§ Work task
In the records below, find each line holding the word "logo" and copy it.

START Dataset records

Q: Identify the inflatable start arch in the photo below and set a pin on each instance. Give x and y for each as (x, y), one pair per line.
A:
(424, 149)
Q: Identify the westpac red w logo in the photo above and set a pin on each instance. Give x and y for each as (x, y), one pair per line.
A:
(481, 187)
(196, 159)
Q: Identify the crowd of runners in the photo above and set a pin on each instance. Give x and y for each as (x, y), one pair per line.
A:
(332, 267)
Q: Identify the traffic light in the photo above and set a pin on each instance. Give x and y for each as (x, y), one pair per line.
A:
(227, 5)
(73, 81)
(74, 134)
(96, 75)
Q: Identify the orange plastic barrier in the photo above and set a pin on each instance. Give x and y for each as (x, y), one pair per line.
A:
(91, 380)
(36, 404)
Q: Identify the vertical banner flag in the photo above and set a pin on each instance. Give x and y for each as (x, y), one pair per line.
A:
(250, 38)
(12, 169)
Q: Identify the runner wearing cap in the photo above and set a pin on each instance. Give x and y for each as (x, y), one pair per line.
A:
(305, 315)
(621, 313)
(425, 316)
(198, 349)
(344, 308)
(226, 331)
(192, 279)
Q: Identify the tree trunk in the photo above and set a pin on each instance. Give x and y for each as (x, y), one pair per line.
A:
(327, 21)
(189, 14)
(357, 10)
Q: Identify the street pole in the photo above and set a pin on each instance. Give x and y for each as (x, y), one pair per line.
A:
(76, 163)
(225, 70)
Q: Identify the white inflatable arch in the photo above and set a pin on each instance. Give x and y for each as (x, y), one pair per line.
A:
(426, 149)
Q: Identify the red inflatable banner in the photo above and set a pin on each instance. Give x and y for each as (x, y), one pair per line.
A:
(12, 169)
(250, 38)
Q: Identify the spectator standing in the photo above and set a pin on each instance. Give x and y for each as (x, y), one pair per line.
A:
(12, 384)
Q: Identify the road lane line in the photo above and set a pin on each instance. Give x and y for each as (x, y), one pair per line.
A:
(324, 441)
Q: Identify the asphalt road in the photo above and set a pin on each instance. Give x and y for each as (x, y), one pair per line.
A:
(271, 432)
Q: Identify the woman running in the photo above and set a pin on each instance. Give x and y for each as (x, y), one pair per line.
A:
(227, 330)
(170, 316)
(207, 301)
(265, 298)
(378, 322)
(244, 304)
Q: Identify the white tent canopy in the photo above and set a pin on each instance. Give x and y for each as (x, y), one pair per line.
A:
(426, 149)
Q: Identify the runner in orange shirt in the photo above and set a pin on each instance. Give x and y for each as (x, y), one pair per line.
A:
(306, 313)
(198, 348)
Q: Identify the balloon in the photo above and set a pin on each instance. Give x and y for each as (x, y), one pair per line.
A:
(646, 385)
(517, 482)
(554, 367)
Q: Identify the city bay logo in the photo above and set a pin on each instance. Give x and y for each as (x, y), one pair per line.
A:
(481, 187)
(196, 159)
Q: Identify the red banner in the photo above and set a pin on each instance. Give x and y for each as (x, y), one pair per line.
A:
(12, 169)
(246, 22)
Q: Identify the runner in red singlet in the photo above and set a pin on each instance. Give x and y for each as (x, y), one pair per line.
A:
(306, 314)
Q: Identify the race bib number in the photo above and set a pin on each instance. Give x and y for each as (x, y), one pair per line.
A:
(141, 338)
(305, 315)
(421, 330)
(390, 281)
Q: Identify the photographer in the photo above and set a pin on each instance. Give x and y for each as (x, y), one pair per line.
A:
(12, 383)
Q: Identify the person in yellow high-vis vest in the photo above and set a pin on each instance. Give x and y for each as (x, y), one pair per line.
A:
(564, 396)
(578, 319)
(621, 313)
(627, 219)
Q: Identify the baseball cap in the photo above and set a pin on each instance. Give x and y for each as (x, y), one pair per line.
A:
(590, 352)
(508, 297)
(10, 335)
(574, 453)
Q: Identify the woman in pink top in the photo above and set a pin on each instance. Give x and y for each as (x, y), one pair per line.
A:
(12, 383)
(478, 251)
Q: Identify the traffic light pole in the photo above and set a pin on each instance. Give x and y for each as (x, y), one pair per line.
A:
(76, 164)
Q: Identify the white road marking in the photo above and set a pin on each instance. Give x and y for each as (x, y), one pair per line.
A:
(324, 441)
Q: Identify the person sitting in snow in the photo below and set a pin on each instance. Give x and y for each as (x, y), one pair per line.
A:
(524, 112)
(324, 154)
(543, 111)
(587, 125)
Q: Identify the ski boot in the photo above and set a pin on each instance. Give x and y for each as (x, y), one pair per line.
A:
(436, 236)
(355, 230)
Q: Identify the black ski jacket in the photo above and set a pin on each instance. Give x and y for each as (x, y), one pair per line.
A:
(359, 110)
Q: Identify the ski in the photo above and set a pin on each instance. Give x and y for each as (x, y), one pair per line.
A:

END Dataset records

§ Worked solution
Q: Identify the westpac red w logo in the photo above and set a pin on each instance. Give x and y for each as (x, y), one pair per line.
Q: Identify the city bay logo in the photo above and set a pin on each instance. Give x and y for each as (x, y), one pair per line.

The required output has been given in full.